BEGIN Given passage

Sandy Sasso: Religious institutions and birth control

(Indianapolis Star, March 5, 2013)

Imagine that we had the means to reduce infant mortality and improve newborn health; that we could reduce over 800,000 abortions per year; that we could cut teenage pregnancy by 77%, strengthen family relationships, lessen a woman’s risk of developing endometrial and ovarian cancer and even provide short-term protection against colorectal cancer.  Imagine that the expenses were low and cost-saving in the long run.  Who among us would not celebrate and act to ensure these possibilities for everyone?

The truth is that we have the means:  the availability of contraception.  The tragedy is that instead of celebrating, we are arguing.  The issue has gone from an internal religious debate to a national diatribe.

Individuals or groups certainly have the right to preach against the use of contraception, even if over 98% of sexually active women of childbearing age are not listening, even if contraception has a clear health benefit.  However, they do not have a right to impose their particular morality on others.

END Given passage
BEGIN Extracted records

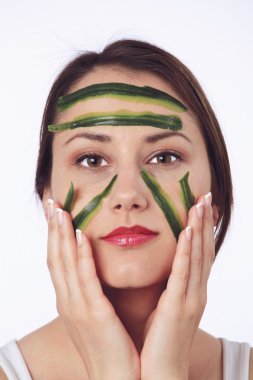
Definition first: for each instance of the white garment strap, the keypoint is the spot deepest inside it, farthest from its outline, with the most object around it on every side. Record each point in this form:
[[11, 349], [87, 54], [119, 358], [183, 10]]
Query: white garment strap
[[12, 362], [235, 360]]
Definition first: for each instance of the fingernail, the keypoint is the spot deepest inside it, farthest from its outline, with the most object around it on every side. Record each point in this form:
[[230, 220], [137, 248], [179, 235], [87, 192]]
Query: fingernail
[[59, 214], [199, 208], [188, 233], [79, 237], [50, 208], [208, 199]]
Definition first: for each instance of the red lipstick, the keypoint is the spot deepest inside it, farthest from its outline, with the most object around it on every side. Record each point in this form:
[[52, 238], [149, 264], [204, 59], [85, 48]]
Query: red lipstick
[[130, 236]]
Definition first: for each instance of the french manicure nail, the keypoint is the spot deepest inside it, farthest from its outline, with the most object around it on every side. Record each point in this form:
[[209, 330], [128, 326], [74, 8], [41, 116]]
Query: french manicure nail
[[59, 214], [50, 208], [208, 199], [79, 237], [188, 233], [199, 208]]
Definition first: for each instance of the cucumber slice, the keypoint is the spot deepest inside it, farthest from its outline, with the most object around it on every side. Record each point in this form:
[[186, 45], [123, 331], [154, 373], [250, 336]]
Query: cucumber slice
[[172, 122], [186, 194], [92, 208], [164, 202], [124, 91], [69, 201]]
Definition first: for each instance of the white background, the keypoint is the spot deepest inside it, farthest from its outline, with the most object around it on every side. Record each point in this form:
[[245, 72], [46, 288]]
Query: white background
[[214, 39]]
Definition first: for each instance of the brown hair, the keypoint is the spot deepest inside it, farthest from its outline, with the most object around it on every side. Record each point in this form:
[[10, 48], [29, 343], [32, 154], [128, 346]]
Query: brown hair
[[142, 56]]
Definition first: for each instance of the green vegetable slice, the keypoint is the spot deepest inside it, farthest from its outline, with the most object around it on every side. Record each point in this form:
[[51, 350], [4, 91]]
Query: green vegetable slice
[[92, 208], [164, 202], [172, 122], [69, 201], [186, 194], [144, 94]]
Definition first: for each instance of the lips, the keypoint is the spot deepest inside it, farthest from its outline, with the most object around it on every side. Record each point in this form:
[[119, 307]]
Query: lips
[[140, 230]]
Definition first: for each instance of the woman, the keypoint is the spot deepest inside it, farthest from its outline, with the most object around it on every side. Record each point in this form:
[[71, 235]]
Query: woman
[[130, 303]]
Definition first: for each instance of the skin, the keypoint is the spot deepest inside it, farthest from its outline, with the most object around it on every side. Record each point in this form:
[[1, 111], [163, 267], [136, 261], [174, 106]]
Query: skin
[[134, 279]]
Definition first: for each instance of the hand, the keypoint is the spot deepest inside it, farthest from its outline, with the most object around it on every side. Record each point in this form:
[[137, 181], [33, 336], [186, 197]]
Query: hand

END Extracted records

▶ Work instruction: Pick up the column on religious institutions and birth control after its last sentence and write the next part.

▶ Answer below:
Catholic hospitals and educational institutions employ and serve people of diverse faiths.  The Obama administration is not requiring that those organizations provide health insurance which includes contraception.  It is asking insurance companies to provide it free of charge.  If this were to result in higher health insurance premiums to the hospital, an argument could be made that, in effect, the hospital is paying for the service.  But the opposite is true.  Such coverage will lower premiums, since contraception is far less expensive than pregnancy.

In order to convince those who care about a woman’s right to control her health and reproductive choices, an effort has been made to frame this as an issue of religious freedom.   In other words, you can both believe in the need for access to contraception and oppose government’s requiring a religious organization to provide for it in its insurance plans.

It is a popular argument, but it is false.  Catholic churches are not required to provide contraception as part of their health insurance benefits and now, neither are Catholic hospitals or educational institutions.    No woman is required to use it.  Christian Scientists who run secular organizations must provide health insurance even though they preach against seeking medical care.  Jehovah’s Witnesses who do the same must provide insurance that covers blood transfusions, even though that contravenes their religious principles.   As Catholic hospitals expand and absorb smaller secular public hospitals, this issue becomes one of increasing importance.  It is not about religious freedom; it is about religious coercion.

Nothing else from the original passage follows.